_Texte cité_:
%%

Emilio Gentile décortique, dans deux biographies parallèles, les vies de deux historiens spécialistes du fascisme - Mosse et Felice.

Outre ses recherches sur le fascisme italien et le totalitarisme, l'historien Emilio Gentile s'est attaché, ces dernières années, à évoquer ses "maîtres", ceux ayant eu une influence déterminante sur son travail, et plus largement sur l'historiographie contemporaine. Il y eut d'abord, en 2003, une biographie de Renzo de Felice, dont Gentile a été l'élève. L'ouvrage est sorti au mois de mai 2008 en France, sous le titre Renzo De Felice. L'Historien dans la cité. Il y a un an, c'est à l'historien américain d'origine allemande George Lachman Mosse que Gentile a consacré un livre, Il fascino del persecutore. George L. Mosse e la catastrofe dell'uomo moderno   . Deux études passionnantes mais inégales – la biographie de De Felice demeure au final moins aboutie que celle de son homologue américain.

%%

_Objectif de l'exercice_: Réécrivez le passage du texte sur Emilio Gentile qui va de "Outre ses recherches" jusqu'à "son homologue américain.", en remplaçant "passionnantes" par "stimulantes". La liste qui suit provient d'une autre source.

_Liste de données_:

%%

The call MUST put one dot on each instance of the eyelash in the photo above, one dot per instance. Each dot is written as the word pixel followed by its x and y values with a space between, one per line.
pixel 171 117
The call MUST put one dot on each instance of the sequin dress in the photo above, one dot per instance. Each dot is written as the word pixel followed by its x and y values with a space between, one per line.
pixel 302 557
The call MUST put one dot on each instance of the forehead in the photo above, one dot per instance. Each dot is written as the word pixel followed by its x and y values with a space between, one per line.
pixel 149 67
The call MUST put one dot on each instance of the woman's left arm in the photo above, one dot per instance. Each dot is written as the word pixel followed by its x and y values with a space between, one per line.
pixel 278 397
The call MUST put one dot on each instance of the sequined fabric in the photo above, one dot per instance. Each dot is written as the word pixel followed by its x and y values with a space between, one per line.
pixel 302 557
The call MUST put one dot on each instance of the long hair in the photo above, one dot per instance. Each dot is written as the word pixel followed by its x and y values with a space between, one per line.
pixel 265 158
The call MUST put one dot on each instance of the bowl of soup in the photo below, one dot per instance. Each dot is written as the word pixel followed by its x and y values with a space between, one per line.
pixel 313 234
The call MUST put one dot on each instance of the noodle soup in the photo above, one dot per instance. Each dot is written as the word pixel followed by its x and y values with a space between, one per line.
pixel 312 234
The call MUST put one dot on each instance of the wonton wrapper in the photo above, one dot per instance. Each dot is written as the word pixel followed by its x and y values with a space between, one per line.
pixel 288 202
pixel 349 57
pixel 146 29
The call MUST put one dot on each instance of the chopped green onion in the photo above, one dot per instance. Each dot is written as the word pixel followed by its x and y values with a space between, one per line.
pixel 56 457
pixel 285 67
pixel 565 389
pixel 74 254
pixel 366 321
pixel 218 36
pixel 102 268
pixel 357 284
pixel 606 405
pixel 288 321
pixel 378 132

%%

_Réponse attendue_:
Outre ses recherches sur le fascisme italien et le totalitarisme, l'historien Emilio Gentile s'est attaché, ces dernières années, à évoquer ses "maîtres", ceux ayant eu une influence déterminante sur son travail, et plus largement sur l'historiographie contemporaine. Il y eut d'abord, en 2003, une biographie de Renzo de Felice, dont Gentile a été l'élève. L'ouvrage est sorti au mois de mai 2008 en France, sous le titre Renzo De Felice. L'Historien dans la cité. Il y a un an, c'est à l'historien américain d'origine allemande George Lachman Mosse que Gentile a consacré un livre, Il fascino del persecutore. George L. Mosse e la catastrofe dell'uomo moderno   . Deux études stimulantes mais inégales – la biographie de De Felice demeure au final moins aboutie que celle de son homologue américain.